→ TASK INSTRUCTIONS:
1. According to the change description, for how long does the relay open keep retrying with exponential backoff?
2. Transcribe the passage of the change description starting at "Closes OS-86" and ending at "to 15 seconds.".

→ EXCERPT TO READ:
Introduce a persistent supervisor-to-gateway session (ConnectSupervisor
bidirectional gRPC RPC) and migrate /connect/ssh and ExecSandbox onto
relay channels coordinated through it.

Architecture:
- gRPC control plane: carries session lifecycle (hello, heartbeat) and
  relay lifecycle (RelayOpen, RelayOpenResult, RelayClose)
- HTTP data plane: for each relay, the supervisor opens a reverse HTTP
  CONNECT to /relay/{channel_id} on the gateway; the gateway bridges
  the client stream with the supervisor stream
- The supervisor is a dumb byte bridge with no SSH/NSSH1 awareness;
  the gateway sends the NSSH1 preface through the relay

Key changes:
- Add ConnectSupervisor RPC and session/relay proto messages
- Add gateway session registry (SupervisorSessionRegistry) with
  pending-relay map for channel correlation
- Add /relay/{channel_id} HTTP CONNECT endpoint
- Rewire /connect/ssh: session lookup + RelayOpen instead of direct
  TCP dial to sandbox:2222
- Rewire ExecSandbox: relay-based proxy instead of direct sandbox dial
- Add supervisor session client with reconnect and relay bridge
- Remove ResolveSandboxEndpoint from proto, gateway, and K8s driver

Closes OS-86
When a sandbox first reports Ready, the supervisor session may not have
completed its gRPC handshake yet. Instead of failing immediately with
502 / "supervisor session not connected", the relay open now retries
with exponential backoff (100ms → 2s) for up to 15 seconds.

→ DATASET EXCERPT:
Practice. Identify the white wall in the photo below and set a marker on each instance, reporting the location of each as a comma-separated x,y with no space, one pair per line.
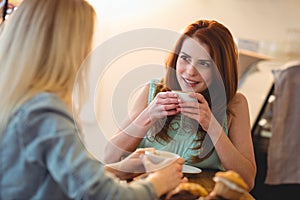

→ SOLUTION SET:
1. Up to 15 seconds.

2.
Closes OS-86
When a sandbox first reports Ready, the supervisor session may not have
completed its gRPC handshake yet. Instead of failing immediately with
502 / "supervisor session not connected", the relay open now retries
with exponential backoff (100ms → 2s) for up to 15 seconds.